=== WHAT YOU WILL DO ===
(a) List every web address that the article on cruising the internet spells out in full.
(b) Pick up the article on cruising the internet from its last sentence and carry it forward.

=== PAGE EXCERPT ===
Segment Open

Cruising the Internet
by John Whiteley, President 1995-1996
October 2000
This article will have a bicycle in it. Promise. Trust me.
What do you do when youre not cycling? Well, earning your daily
bread, of course, and cleaning up your abode. Maybe chasing after children or pets. Well,
one thing Yr. Obdt. Svt. has begun enjoying is cruising around the internet, finding
interesting websites to visit.
There are, of course, the sites that are of great interest to us --
sites such as www.bicyclingmagazine.com
(the online version of Bicycling) and, for those of us who run (or at least pretend to do
so) www.runnersworld.com. It seems as if there
is a site for just about everything, from backpacking to cooking. Theres even a site
where you can order those obscure lost or broken parts for your ancient, or not so
ancient, kitchen appliances. Anybody know where I can get a mixing paddle for my
breadmaker? Seems as if it was left inside a loaf of bread that was given away...
And then there are the funny sites. No, not the sites that individuals
place on the web, sites where you can view their scanned-in images of last summers
vacation or Muffy the Pekinese. No, there are some serious humor sites out there. Probably
the most famous one is TheOnion, a satire on the daily news. And, this being an election
year, there are humorous sites dedicated to both the Republican and Democratic candidates.
The site that has tickled my funnybone the most lately is the Darwin
Awards (www.darwinawards.com). The Darwin Awards
are named in honor of Charles Darwin, the scientist who first explained natural selection
and survival of the fittest. Darwin awards are presented to those people who best improve
the worlds gene pool by removing themselves from it. Usually in a spectacular
fashion.
For instance, consider the young man at a party in an apartment
building who received his Darwin Award when he decided to slide down the laundry chute.
Only problem was, it wasnt a laundry chute, but rather it was the garbage chute. And
at the bottom of it was a trash compactor. You can imagine the end to this story.
Then there was the fisherman who decided that, instead of dangling a
hook in the water, it would be easier to put a live electrical cable into the water and
shock the fish into submission. And it worked! The fish floated to the top, and our
intrepid hero then waded into the pond to retrieve his catch...without first removing the
live power line from the pond. One more Darwin Award to be presented posthumously.
Some of the Darwin Awards are not suitable for young children, such as
the young man who drowned his girlfriend in the pool while she was, umm, performing a
pleasurable act that will remain unnamed here in this family newsletter. So be careful if
you allow your younguns near the computer.

Segment Closed

Region pointing data:
Segment Open

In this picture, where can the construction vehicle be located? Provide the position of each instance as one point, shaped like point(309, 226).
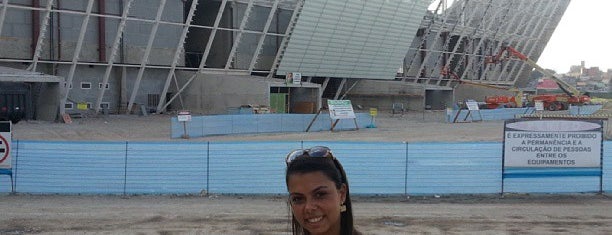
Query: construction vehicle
point(552, 102)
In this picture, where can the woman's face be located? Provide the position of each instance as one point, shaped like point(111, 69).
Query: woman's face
point(315, 202)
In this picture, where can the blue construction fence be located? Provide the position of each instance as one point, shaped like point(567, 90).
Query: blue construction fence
point(508, 113)
point(373, 168)
point(262, 123)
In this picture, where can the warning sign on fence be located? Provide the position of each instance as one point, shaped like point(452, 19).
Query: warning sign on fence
point(5, 145)
point(553, 143)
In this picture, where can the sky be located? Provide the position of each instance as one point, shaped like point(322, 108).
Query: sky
point(584, 33)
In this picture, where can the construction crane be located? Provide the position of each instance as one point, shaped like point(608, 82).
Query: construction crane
point(552, 102)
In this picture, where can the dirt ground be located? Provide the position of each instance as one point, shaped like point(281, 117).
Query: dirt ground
point(249, 215)
point(225, 214)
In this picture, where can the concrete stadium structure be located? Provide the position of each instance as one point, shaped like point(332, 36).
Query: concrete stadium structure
point(210, 56)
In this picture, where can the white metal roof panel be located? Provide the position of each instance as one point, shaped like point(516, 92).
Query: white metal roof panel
point(352, 38)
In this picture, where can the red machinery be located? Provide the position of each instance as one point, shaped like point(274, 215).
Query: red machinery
point(552, 102)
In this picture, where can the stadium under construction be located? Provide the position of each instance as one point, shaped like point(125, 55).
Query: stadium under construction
point(209, 56)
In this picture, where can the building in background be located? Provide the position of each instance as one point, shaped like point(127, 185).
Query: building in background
point(209, 56)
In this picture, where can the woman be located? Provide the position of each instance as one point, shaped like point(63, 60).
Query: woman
point(318, 193)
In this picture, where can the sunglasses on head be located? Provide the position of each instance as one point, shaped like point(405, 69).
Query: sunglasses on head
point(317, 151)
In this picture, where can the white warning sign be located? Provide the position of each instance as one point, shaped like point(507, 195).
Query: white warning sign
point(5, 145)
point(553, 143)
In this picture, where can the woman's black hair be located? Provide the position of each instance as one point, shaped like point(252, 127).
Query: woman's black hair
point(331, 168)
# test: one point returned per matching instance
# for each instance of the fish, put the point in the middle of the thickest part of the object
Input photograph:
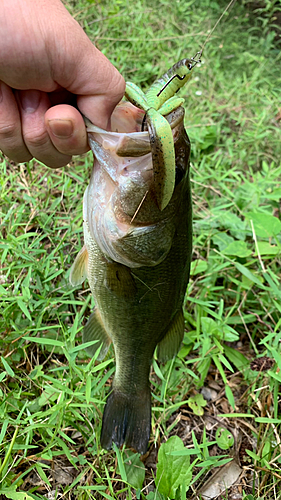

Segment Closed

=== YOUR WRITTEN ANSWERS ===
(a)
www.bicyclingmagazine.com
www.runnersworld.com
www.darwinawards.com

(b)
Now heres where the bicycle comes in. A young lady received her
Darwin Award (posthumously, of course) after she was her states advocate against
the wearing of motorcycle helmets. She was successful and motorcycle helmets are no longer
required in her state. Of course, she was killed in a crash while not wearing a helmet.
The attending physician stated that, had she been wearing a helmet, her injuries would not
have been fatal.
A number of us in the Chattanooga Bicycle Club, Yr. Obdt. St.
included, have been through crashes that would have been much more serious, if not fatal,
had we not been wearing our helmets. One of my helmets was cracked into four pieces after
a relatively low-speed crash, but thanks to the helmet there was never a loss of
consciousness. So set an example to those you may meet on the road who are not wearing
their helmets and always wear yours. Remember, none of us ever leaves the house thinking,
"Gee, today I think a bicycle crash would be fun...."
And HFDF (Have Fun, Dont Fall)
John
As an aside, have you noticed the new look of The Tailwind?
Thanks to Daisy Blanton and her helpers, our club newsletter gets better and better every
year. A few years ago there was a discussion about raising the annual dues and it was
noted that just the monthly newsletter is worth the cost of the dues. And that was when
the newsletter seldom exceeded four pages! Congratulations are in order to Daisy for
publishing a newsletter that is one of the best, if not the best, newsletter for both
appearance and information in the southeast!
Thanks for the encouragement, John. This is a good time to point out
that Chris Gilligan has been responsible for the new look and the last two issues.
He will be doing more in the future. Also Lois Newton has been a lot of help to me,
especially with proof reading. When there are more than the usual mistakes, you can be
sure that Lois just didnt get a chance to go over it.